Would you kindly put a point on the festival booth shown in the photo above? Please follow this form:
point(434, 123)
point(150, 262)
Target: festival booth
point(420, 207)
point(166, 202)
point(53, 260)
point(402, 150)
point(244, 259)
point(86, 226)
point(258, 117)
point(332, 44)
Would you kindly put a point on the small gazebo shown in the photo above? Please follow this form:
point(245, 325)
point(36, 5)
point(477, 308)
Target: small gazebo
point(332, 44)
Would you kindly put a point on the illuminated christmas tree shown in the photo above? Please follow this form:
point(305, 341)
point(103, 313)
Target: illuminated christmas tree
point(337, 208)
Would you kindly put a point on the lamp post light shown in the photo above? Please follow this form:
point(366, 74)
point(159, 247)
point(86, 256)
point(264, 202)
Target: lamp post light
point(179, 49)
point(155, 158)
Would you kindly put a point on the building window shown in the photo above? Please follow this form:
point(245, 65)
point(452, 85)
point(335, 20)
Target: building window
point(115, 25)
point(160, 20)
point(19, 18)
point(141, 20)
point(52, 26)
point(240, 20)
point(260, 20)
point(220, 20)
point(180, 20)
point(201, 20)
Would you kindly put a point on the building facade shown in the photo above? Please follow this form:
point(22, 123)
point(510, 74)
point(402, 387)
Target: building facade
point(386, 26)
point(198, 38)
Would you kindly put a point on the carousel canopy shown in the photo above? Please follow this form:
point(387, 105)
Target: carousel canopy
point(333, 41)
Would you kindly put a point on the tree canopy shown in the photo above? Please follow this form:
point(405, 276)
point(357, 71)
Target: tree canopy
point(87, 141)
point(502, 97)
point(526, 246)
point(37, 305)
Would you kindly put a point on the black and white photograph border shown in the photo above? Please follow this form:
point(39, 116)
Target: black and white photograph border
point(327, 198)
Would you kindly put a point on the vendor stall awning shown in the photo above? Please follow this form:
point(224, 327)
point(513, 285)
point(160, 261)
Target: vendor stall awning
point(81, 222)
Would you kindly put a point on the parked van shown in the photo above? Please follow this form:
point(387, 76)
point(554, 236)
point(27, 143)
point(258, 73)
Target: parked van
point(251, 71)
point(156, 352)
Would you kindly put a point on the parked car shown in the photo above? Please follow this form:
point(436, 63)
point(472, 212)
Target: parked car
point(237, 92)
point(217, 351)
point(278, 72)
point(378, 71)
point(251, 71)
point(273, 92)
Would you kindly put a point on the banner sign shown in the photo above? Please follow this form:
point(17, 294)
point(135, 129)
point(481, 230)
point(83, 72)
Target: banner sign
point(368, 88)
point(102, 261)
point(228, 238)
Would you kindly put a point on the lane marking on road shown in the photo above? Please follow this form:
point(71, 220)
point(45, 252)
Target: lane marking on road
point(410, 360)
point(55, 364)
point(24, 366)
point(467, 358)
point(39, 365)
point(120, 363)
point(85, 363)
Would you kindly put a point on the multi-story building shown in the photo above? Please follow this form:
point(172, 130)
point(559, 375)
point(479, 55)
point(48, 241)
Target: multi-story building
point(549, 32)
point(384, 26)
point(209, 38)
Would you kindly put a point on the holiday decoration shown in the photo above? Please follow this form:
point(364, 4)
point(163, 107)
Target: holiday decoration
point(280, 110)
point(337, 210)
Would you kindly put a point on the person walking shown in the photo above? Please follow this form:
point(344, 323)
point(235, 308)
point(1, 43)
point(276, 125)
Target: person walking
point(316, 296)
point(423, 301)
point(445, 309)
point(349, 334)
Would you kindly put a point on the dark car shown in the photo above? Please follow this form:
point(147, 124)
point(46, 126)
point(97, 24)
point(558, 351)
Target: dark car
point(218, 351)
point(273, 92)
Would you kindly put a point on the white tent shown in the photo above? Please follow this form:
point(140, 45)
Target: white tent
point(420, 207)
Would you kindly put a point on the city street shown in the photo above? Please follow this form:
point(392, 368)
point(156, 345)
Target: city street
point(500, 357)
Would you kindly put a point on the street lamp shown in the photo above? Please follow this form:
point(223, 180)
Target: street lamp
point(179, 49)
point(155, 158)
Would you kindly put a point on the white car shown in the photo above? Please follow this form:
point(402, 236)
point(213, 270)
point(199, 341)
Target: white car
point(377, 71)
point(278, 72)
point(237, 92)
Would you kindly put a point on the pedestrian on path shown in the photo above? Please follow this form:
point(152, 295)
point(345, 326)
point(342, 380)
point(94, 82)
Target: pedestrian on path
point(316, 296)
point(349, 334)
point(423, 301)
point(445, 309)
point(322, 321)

--------------------------------

Rescale the stretch from the line containing "Would you kindly put a point on the city" through the end of the records by writing out each line again, requests included. Multiply every point coordinate in the answers by 1.4 and round to whole numbers with halves going up, leaving the requests and their sample points unchanged.

Would you kindly put a point on the city street shown in the photo above? Please follow this form:
point(392, 368)
point(156, 345)
Target: city street
point(700, 500)
Would you kindly put a point on the street lamp shown in the photo above? Please follow this form:
point(223, 180)
Target: street lamp
point(251, 69)
point(217, 221)
Would you kindly put a point on the white car shown in the photo above? Please follow this form:
point(402, 236)
point(213, 270)
point(199, 341)
Target: white car
point(528, 99)
point(389, 101)
point(332, 129)
Would you kindly put a point on the pedestrian on path shown in the photo above? Please follow this form:
point(152, 295)
point(345, 326)
point(342, 380)
point(94, 82)
Target: pedestrian on path
point(442, 414)
point(489, 468)
point(592, 421)
point(623, 433)
point(451, 449)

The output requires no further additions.